Excerpt provided START
Africa: Most Africans Condemn Govts Over Anti-Corruption Efforts

The orange bar shows how the number of Africans who believe their governments are doing a poor job of fighting corruption has increased steadily in the past decade. The statistics cover the 16 countries surveyed for the full period.
13 November 2013

An excerpt from the Afrobarometer report, "Governments Falter in Fight to Curb Corruption: The people give most a failing grade", published in November 2013:

A majority of people in 34 African countries condemn their governments' anti- corruption efforts, according to Afrobarometer surveys of more than 51,000 people between October 2011 and June 2013.

Fifty-six percent of people said their governments have done a "fairly" or "very bad" job of fighting corruption; while just 35% say their governments have done this "fairly" or "very well". For the 16 countries surveyed since 2002, negative ratings have increased from 46% to 54% with only five countries showing a decline in these negative ratings over the last decade.
Excerpt provided END
Study material START
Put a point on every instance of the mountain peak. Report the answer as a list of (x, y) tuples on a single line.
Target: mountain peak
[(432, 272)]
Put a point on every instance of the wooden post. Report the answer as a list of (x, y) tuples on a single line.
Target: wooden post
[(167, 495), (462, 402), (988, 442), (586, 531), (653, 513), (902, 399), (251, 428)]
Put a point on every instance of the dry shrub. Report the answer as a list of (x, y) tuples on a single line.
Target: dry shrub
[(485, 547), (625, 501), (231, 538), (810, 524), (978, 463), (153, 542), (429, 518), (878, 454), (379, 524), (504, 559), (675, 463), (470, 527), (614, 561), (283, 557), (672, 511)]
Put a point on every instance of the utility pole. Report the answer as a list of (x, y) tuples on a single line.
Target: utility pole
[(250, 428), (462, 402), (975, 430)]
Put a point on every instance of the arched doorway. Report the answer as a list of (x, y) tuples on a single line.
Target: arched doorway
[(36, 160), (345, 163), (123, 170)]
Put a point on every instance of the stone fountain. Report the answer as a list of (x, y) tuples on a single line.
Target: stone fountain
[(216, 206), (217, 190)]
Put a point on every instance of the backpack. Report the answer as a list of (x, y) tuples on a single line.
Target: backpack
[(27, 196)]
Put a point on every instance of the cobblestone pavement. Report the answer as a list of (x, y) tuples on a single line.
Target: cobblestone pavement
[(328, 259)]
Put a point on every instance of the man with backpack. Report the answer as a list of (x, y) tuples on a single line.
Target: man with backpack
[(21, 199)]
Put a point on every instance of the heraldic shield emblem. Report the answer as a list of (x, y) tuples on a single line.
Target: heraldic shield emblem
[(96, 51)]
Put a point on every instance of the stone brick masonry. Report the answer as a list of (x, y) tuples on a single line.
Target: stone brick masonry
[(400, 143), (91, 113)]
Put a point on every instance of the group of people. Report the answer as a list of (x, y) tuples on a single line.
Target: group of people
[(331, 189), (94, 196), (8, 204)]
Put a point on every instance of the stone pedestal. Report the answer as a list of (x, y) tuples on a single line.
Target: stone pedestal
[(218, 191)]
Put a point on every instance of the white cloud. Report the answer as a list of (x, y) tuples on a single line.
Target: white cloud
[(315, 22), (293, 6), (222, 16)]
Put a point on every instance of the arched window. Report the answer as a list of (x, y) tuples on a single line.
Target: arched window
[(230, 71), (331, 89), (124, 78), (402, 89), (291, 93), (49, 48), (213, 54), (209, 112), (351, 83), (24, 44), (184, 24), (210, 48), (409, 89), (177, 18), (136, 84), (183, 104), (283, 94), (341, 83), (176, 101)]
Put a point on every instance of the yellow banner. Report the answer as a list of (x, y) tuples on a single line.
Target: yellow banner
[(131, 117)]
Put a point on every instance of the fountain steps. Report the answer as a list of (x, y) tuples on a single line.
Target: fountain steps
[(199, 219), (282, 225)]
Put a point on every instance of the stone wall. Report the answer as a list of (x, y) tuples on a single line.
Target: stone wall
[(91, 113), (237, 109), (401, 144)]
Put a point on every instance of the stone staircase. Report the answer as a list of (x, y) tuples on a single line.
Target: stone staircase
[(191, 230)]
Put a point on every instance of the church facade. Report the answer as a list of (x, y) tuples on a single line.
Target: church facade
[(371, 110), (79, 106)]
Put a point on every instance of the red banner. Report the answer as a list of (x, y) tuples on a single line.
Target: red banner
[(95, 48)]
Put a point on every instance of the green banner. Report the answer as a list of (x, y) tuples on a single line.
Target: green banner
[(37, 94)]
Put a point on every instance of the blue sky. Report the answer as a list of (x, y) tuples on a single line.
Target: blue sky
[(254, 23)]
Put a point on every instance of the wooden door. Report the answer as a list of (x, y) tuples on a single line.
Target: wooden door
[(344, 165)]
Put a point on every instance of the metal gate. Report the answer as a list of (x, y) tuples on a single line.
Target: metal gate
Study material END
_Explore the material_:
- A) In the excerpt on African governments and corruption, what percentage of people said their governments have done a "fairly" or "very bad" job of fighting corruption?
- B) Continue the excerpt on African governments and corruption from its last sentence.

_Responses_:
- A) Fifty-six percent.

- B)
The negative ratings surface despite the fact that eradicating corruption and improving governance in Africa have been priorities for most major international organizations and many political leaders since the mid-1990s.

Across the 34 countries, perceptions of corruption are highest for the police, followed by government officials and tax officials. Officials in the office of the presidency are perceived to be the least corrupt.

The Afrobarometer surveys have also found that almost 1 in 5 people (16%) have paid a bribe one or more times to a government official in the past year in order to get an official document or permit. Paying a bribe to get medical treatment as well as avoid a problem with the police were the other two most cited reasons. Nearly one in three Africans (30%) has paid a bribe at least once in the past year.

Sierra Leone, Morocco, Guinea, Kenya and Egypt have the most people paying a bribe for a service or to avoid a problem. Fewer people in Namibia, Mauritius, Cape Verde and Botswana say they engage in this form of corruption.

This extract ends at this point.